*Required task:* Exactly repeat the full listing that follows.

***** Records for the task

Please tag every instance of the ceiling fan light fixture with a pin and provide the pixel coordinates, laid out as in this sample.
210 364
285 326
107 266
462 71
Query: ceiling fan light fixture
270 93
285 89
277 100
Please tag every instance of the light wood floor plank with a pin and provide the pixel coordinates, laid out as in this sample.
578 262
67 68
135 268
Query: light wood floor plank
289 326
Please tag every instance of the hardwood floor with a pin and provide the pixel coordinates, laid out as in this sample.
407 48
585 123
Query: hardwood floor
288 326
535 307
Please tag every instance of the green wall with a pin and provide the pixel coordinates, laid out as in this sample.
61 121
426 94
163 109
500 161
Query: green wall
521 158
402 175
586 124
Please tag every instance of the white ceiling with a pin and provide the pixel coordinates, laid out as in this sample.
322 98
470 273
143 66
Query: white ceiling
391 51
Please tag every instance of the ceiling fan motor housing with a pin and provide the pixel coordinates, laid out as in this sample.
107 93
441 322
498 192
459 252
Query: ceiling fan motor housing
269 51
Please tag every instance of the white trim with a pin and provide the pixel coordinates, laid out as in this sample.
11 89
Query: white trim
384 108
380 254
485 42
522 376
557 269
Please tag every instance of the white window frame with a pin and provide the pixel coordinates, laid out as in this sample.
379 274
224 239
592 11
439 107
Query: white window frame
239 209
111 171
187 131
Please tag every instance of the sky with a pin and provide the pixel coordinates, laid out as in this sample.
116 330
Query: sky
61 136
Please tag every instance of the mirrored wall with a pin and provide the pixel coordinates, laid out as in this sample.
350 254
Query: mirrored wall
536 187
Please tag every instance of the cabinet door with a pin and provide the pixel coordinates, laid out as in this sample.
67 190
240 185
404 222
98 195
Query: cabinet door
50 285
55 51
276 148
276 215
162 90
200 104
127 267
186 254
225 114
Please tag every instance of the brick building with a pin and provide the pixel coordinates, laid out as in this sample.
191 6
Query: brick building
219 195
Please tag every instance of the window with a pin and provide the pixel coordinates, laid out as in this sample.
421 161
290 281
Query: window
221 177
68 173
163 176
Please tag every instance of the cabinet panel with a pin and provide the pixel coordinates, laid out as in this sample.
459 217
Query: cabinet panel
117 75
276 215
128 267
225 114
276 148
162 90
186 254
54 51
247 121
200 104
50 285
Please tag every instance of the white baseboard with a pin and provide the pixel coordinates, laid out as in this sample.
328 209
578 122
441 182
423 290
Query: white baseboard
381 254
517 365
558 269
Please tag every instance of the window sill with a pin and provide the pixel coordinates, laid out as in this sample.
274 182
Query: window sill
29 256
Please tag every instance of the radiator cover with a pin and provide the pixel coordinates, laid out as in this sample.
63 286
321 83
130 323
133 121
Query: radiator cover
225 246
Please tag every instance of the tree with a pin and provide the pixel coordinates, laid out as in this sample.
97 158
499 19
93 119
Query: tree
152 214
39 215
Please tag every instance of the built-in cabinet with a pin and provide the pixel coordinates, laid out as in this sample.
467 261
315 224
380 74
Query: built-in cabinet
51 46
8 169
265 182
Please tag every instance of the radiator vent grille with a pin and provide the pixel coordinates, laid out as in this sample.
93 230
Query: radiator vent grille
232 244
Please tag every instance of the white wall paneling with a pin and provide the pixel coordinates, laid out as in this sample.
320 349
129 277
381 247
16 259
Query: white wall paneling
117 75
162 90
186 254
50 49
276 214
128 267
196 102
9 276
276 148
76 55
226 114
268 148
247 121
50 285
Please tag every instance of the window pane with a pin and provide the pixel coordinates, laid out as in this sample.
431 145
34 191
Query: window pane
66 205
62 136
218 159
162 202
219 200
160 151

**********

*Reply to the exercise:*
Please tag every instance of the ceiling fan light fixture with a pin and provide the pixel coordinates, laid out as in this sample.
210 364
285 326
107 266
462 71
Query: ceiling fan light fixture
270 93
285 89
277 100
Please tag every instance of the light wood floor plank with a pin and provide the pixel coordinates, laid out as in this sample.
578 262
67 68
135 268
Query: light wood floor plank
289 326
Please tag every instance of the hardwood floor with a pin and provide the pixel coordinates, laid out as in this sample.
407 48
585 123
Query: hardwood floor
288 326
535 307
Please tag every instance of the green wall with a pin and provide the pixel coordinates, laid out as in this sample.
61 121
426 94
163 109
500 161
Query: green wall
521 158
402 175
586 124
Please tag every instance of the white ceiling with a pin and provide the pixel coordinates, laid out as in this sample.
322 98
470 273
143 66
Query: white ceiling
391 51
Please tag every instance of the ceiling fan motor housing with a pin and provide the pixel coordinates, laid out as in this sample.
107 93
441 322
498 192
459 252
Query: ceiling fan motor housing
269 51
Please tag every instance of the white trim with a pin and provide the pixel coordinates, laid out as in this sample.
11 89
Query: white trim
384 108
380 254
485 42
522 376
557 269
Please tag every instance of the white window frame with a pin and provide the pixel coordinates, laid out as in this sample.
379 274
224 239
592 11
439 107
Query: white window frame
239 209
111 171
187 131
Please tag every instance of the sky with a pin and provide the pixel coordinates, laid out as in this sample.
116 330
Query: sky
61 136
Please tag every instance of the mirrored wall with a pin and provide the pixel coordinates, laid out as in this sample.
350 254
Query: mirrored wall
536 187
Please tag every instance of the cabinet door with a pin and provide the pixel coordinates, laid out as in this sample.
67 190
240 185
404 222
98 195
Query: cabinet door
50 285
55 51
276 148
276 215
162 90
200 104
127 267
186 254
225 114
Please tag every instance of the brick building with a pin and provide the pixel coordinates, laid out as in this sample.
191 6
Query: brick building
219 195
Please tag every instance of the window with a pin and provide the pixel coordinates, laid out as in this sample.
421 161
290 281
Query: window
221 177
68 173
163 176
Please tag every instance of the cabinet panel with a pin and provide the pixel coordinates, laid out as in this sample.
459 217
Query: cabinet panel
117 75
276 215
128 267
225 114
276 148
162 90
186 254
54 51
247 121
200 104
50 285
Please tag every instance of the white baseboard with a pin and provide the pixel coordinates, laid out as in this sample.
328 209
578 122
441 182
423 290
Query: white baseboard
381 254
517 365
558 269
Please tag every instance of the window sill with a pin and provide the pixel coordinates, laid out as in this sample.
274 182
Query: window sill
29 256
Please tag every instance of the radiator cover with a pin and provide the pixel coordinates, laid out as in this sample.
63 286
321 83
130 323
133 121
Query: radiator cover
225 246
Please tag every instance of the tree with a pin and provide the pixel coordinates, laid out as in this sample.
97 158
499 19
93 119
Query: tree
152 214
39 215
Please tag every instance of the built-in cabinet with a pin and provide the pixel coordinates, laid out as in this sample.
467 261
315 224
380 74
Query: built-in cabinet
51 46
8 169
265 182
Please tag every instance of the radiator vent grille with a pin and provide the pixel coordinates, laid out as in this sample.
93 230
Query: radiator vent grille
232 244
Please tag every instance of the white wall paneling with a pin and provide the pixel coordinates, laid out as in this sample.
320 349
129 277
381 247
16 259
Query: white wall paneling
117 75
162 90
186 254
50 49
276 214
128 267
196 102
9 276
276 148
76 55
226 114
268 148
247 121
50 285
Please tag every instance of the window pane with a pin and provide the pixel coordinates, laid out as in this sample.
431 145
34 191
Query: window pane
66 205
62 136
218 159
162 202
219 200
160 151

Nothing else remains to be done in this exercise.